Dataset entries:
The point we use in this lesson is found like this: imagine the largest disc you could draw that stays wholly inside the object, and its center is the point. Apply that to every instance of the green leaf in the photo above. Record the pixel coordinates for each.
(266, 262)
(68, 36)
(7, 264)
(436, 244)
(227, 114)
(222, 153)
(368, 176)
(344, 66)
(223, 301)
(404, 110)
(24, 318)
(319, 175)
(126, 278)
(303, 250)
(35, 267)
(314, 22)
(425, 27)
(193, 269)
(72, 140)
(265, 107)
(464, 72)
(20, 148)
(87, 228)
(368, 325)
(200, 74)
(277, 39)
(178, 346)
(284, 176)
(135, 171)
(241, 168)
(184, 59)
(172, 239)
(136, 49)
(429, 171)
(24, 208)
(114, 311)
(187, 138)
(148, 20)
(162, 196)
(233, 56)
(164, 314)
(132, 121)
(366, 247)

Given instruction
Copy the lines above without any changes.

Final answer
The point we use in this lesson is found like this: imagine the largest disc you could draw that stays wholly inside the object, and its center is the point. Apply that to every instance of the green leaf in the photo above. Record the pixel coordinates for each.
(266, 262)
(68, 36)
(7, 264)
(436, 244)
(227, 114)
(222, 153)
(368, 176)
(344, 66)
(223, 301)
(404, 110)
(24, 318)
(319, 175)
(126, 278)
(303, 250)
(35, 267)
(314, 22)
(425, 27)
(193, 269)
(72, 140)
(265, 107)
(464, 72)
(20, 148)
(87, 228)
(368, 325)
(200, 74)
(277, 39)
(178, 346)
(284, 176)
(135, 171)
(241, 168)
(184, 59)
(172, 239)
(136, 49)
(429, 171)
(24, 208)
(114, 311)
(187, 138)
(148, 20)
(162, 196)
(233, 56)
(164, 314)
(132, 121)
(366, 247)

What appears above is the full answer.